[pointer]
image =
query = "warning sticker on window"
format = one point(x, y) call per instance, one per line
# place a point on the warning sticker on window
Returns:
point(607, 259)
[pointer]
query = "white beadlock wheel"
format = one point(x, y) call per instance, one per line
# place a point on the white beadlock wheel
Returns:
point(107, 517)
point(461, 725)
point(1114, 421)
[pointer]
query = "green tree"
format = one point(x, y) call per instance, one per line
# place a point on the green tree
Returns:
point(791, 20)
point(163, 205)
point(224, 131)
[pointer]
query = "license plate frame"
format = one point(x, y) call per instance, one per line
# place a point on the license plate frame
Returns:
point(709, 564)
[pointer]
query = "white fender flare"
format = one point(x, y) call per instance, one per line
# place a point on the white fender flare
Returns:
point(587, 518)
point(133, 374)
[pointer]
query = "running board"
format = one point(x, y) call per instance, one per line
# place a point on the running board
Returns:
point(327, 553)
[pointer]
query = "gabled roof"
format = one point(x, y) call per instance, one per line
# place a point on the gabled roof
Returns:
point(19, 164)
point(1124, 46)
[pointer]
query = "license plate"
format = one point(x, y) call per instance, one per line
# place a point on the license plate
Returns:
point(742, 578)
■ ■ ■ ■ ■
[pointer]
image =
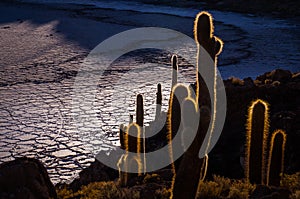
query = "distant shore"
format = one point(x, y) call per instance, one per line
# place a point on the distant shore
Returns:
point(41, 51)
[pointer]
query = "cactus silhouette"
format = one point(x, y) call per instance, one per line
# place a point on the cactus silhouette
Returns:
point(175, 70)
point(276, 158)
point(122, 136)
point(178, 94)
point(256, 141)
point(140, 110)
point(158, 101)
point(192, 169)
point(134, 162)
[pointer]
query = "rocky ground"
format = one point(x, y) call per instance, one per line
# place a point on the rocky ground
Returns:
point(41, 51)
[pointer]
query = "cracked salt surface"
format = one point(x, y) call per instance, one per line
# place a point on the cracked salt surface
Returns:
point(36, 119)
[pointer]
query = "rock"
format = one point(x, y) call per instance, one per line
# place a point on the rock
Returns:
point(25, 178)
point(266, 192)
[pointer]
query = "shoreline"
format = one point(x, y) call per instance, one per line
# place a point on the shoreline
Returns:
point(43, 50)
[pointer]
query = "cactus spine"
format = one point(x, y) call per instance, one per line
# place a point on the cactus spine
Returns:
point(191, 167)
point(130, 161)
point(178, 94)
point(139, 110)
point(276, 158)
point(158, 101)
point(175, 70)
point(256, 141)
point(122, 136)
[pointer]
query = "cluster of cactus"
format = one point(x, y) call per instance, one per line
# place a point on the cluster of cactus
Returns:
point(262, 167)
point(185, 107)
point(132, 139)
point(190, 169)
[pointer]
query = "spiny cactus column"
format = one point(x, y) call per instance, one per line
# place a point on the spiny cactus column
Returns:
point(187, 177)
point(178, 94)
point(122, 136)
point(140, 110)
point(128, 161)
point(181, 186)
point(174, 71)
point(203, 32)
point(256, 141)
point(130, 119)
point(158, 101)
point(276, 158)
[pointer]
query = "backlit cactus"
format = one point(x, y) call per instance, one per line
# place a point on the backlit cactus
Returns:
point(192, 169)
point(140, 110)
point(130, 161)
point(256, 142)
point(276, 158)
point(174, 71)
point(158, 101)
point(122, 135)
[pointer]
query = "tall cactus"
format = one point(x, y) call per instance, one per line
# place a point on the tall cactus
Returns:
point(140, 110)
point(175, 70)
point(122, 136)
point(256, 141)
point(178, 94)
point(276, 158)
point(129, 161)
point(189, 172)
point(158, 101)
■ ■ ■ ■ ■
▶ **WHAT YOU ARE ASKED TO DO**: Look through the entries above, find each line containing "window", and copy it.

▶ **WRITTEN RESPONSE**:
query = "warning sticker on window"
# place a point on the warning sticker on window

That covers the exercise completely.